**Problem to solve**
Every line from the one with "Q: Where is the green" through the end of the records below should be restated word for word, and nothing outside that span.

______

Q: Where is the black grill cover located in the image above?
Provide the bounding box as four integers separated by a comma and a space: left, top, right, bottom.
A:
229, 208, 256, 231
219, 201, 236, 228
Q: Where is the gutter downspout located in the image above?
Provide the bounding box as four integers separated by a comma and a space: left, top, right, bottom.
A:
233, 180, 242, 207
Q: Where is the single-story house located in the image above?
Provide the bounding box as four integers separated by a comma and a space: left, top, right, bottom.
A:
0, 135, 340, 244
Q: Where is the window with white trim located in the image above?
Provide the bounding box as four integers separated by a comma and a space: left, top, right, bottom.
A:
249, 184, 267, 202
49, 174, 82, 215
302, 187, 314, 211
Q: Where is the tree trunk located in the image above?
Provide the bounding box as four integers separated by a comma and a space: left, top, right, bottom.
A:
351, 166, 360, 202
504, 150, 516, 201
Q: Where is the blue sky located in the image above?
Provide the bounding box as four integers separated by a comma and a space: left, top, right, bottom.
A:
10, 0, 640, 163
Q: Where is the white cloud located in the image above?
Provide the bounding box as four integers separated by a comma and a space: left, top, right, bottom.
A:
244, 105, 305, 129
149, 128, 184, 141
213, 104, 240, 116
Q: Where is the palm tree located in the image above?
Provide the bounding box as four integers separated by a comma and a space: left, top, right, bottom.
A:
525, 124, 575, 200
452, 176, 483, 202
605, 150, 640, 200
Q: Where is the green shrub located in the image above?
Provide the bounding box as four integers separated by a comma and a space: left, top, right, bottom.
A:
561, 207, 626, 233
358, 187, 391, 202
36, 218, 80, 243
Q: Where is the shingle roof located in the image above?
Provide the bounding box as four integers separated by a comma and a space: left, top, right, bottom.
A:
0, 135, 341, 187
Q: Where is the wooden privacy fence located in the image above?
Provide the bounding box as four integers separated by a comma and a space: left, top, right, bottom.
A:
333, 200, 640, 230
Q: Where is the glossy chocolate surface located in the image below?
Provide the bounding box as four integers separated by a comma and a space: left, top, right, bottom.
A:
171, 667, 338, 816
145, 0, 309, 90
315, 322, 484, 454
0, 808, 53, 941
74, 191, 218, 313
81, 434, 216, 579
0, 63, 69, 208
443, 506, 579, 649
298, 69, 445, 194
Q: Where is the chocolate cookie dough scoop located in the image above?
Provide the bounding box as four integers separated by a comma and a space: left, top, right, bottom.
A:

______

**Final answer**
Q: Where is the green shrub located in the image above?
Provide the bounding box as four integers separated by a comma and a space: left, top, right, bottom.
A:
561, 207, 626, 233
358, 187, 391, 202
36, 218, 80, 243
Q: Where is the shingle roof located in the image above?
Provide the bounding box as four integers separated by a comma and a space: left, top, right, bottom.
A:
0, 135, 341, 187
Q: Where is the wooden privacy fence located in the image above?
Provide the bounding box as four integers separated by a comma and a space: left, top, right, bottom.
A:
333, 200, 640, 230
Q: Where is the glossy chocolate surface located in the image below?
Provide the bounding box as four integers separated by a comma and a space: left, top, right, bottom.
A:
171, 667, 338, 816
145, 0, 309, 90
315, 322, 484, 454
0, 808, 53, 941
74, 191, 218, 313
81, 434, 216, 579
0, 63, 69, 208
443, 506, 579, 649
298, 69, 445, 194
Q: Where is the chocolate cookie dough scoop located in the image above?
Provide the bounding box as four integers separated by a comma and a space: left, top, right, bottom.
A:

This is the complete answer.